··· INPUT RECORDS ···

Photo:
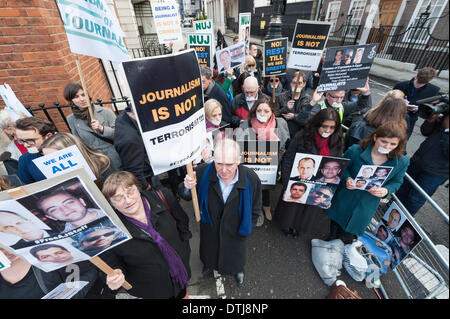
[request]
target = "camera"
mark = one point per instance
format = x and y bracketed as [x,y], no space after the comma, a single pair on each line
[427,109]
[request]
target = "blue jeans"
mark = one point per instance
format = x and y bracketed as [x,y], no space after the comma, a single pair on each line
[410,197]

···

▶ **THE TASK**: Recast every line of the records above as a JSON list of strings, one string per line, with blank lines omitted. Leave the pictures out.

▶ **WORKED SOLUTION**:
[
  "Photo:",
  "[request]",
  "target = \"camera\"",
  "mark = one point per instance",
  "format = x and y bracketed as [x,y], no space after the comma, a single pair on each line",
  "[427,109]",
  "[request]",
  "target = \"blue jeans\"",
  "mark = one point per instance",
  "format = x and y bracketed as [x,y], no space after the comma, a single pair on each line",
  "[410,197]"
]